◆ **Task**: Would you reproduce every one of the records below word for word, with nothing added or left out?

↓

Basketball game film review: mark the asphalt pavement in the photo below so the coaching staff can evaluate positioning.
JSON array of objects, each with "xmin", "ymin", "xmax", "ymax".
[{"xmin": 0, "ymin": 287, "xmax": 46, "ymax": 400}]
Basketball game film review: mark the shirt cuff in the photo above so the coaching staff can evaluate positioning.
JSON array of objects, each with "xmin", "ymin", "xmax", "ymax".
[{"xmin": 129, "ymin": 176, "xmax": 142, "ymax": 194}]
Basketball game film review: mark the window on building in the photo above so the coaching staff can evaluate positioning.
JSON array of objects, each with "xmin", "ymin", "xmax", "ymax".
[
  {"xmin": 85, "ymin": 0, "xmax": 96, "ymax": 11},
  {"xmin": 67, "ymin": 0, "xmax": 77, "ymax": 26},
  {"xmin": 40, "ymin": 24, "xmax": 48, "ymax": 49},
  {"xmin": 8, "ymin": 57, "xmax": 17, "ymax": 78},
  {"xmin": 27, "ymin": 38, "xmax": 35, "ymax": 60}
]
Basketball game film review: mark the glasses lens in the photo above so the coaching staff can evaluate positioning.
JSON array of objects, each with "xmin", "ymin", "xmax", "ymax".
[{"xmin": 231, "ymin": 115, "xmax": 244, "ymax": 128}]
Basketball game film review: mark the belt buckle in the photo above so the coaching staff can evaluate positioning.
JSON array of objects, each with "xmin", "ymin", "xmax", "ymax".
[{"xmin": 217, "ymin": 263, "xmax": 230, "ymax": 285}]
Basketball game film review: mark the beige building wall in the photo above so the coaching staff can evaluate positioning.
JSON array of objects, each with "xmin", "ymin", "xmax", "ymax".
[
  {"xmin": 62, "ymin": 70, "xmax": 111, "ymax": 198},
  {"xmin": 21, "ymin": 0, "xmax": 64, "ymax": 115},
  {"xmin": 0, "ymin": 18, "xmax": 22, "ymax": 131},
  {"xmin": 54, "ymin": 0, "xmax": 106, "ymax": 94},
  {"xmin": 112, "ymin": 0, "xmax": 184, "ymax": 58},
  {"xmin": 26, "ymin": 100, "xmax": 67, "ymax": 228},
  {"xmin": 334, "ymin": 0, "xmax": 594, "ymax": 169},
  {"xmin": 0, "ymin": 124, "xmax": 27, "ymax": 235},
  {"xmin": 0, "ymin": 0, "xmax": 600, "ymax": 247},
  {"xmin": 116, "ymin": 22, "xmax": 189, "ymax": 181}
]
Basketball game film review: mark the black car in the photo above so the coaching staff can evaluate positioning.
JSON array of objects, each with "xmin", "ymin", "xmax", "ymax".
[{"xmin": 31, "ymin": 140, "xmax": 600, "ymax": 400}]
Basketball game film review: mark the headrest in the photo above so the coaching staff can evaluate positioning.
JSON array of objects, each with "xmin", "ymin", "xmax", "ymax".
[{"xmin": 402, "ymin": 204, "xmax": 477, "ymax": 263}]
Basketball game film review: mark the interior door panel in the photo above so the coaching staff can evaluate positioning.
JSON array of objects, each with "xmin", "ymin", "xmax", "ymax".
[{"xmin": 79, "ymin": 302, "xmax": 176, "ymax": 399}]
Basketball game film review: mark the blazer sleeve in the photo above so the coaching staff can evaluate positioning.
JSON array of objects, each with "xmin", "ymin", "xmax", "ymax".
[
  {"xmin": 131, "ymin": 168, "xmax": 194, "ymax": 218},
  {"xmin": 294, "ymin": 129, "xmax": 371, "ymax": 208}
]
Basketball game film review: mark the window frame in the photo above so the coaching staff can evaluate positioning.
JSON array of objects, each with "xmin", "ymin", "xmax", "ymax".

↑

◆ **Result for this exercise**:
Basketball game film review: mark the asphalt pavement in the photo below so the coaching staff can evaluate positioning.
JSON array of objects, each with "xmin", "ymin", "xmax", "ymax".
[{"xmin": 0, "ymin": 287, "xmax": 46, "ymax": 400}]
Basketball game film review: mark the shirt cuff in the photo above so the coaching staff can evaluate positioning.
JSON array of objects, each with "xmin", "ymin", "xmax", "ymax".
[{"xmin": 129, "ymin": 176, "xmax": 142, "ymax": 194}]
Basketball game film review: mark the window on building in the photo above so the coaching staff can evaluate positioning.
JSON array of objects, each with "xmin", "ymin", "xmax", "ymax".
[
  {"xmin": 85, "ymin": 0, "xmax": 96, "ymax": 11},
  {"xmin": 67, "ymin": 0, "xmax": 77, "ymax": 26},
  {"xmin": 40, "ymin": 24, "xmax": 48, "ymax": 49},
  {"xmin": 8, "ymin": 57, "xmax": 17, "ymax": 78},
  {"xmin": 27, "ymin": 38, "xmax": 35, "ymax": 60}
]
Basketball game film review: mark the glasses lens in the photo above so the coaching staff can evaluate positioning.
JSON array of objects, each with "xmin", "ymin", "xmax", "ymax".
[{"xmin": 231, "ymin": 115, "xmax": 244, "ymax": 128}]
Basketball game film review: mark the belt buckle in the photo above so the coaching staff can evaluate positioning.
JSON array of objects, each with "xmin", "ymin", "xmax", "ymax".
[{"xmin": 217, "ymin": 263, "xmax": 230, "ymax": 285}]
Basketball game film review: mark the beige building wall in the photo above so the coaching staff can evaluate positioning.
JSON array of objects, each with "xmin", "ymin", "xmax", "ymax".
[
  {"xmin": 62, "ymin": 70, "xmax": 111, "ymax": 198},
  {"xmin": 21, "ymin": 0, "xmax": 64, "ymax": 115},
  {"xmin": 0, "ymin": 18, "xmax": 22, "ymax": 131},
  {"xmin": 54, "ymin": 0, "xmax": 106, "ymax": 94},
  {"xmin": 112, "ymin": 0, "xmax": 184, "ymax": 58},
  {"xmin": 26, "ymin": 100, "xmax": 67, "ymax": 228},
  {"xmin": 334, "ymin": 0, "xmax": 594, "ymax": 169},
  {"xmin": 0, "ymin": 124, "xmax": 27, "ymax": 235},
  {"xmin": 0, "ymin": 0, "xmax": 600, "ymax": 247},
  {"xmin": 116, "ymin": 22, "xmax": 189, "ymax": 181}
]
Basketball game film review: mark the black car in the photo above so the coaching staff can evaluate positioning.
JSON array of objects, each with "xmin", "ymin", "xmax", "ymax".
[{"xmin": 31, "ymin": 140, "xmax": 600, "ymax": 400}]
Basketball game film review: mark the headrest in the photo above so the coaching staff can evaluate positioning.
JSON array of objects, each with "xmin", "ymin", "xmax", "ymax".
[{"xmin": 402, "ymin": 204, "xmax": 477, "ymax": 263}]
Basketball game film review: mark the interior door panel in the photo above so the coaching staff can evaluate positioning.
JSON array of objects, each with "xmin", "ymin", "xmax", "ymax".
[{"xmin": 79, "ymin": 302, "xmax": 176, "ymax": 399}]
Basketball game film review: mark the blazer sleeve in the photo above so the coaching staff can evaluate positioning.
JSON array of objects, each with "xmin", "ymin", "xmax", "ymax".
[
  {"xmin": 131, "ymin": 168, "xmax": 194, "ymax": 218},
  {"xmin": 294, "ymin": 129, "xmax": 371, "ymax": 208}
]
Basketball game film review: mark the window frame in the photo above so the coaching staff can evaluate positioning.
JSON array of objects, each with "xmin", "ymin", "xmax", "ymax".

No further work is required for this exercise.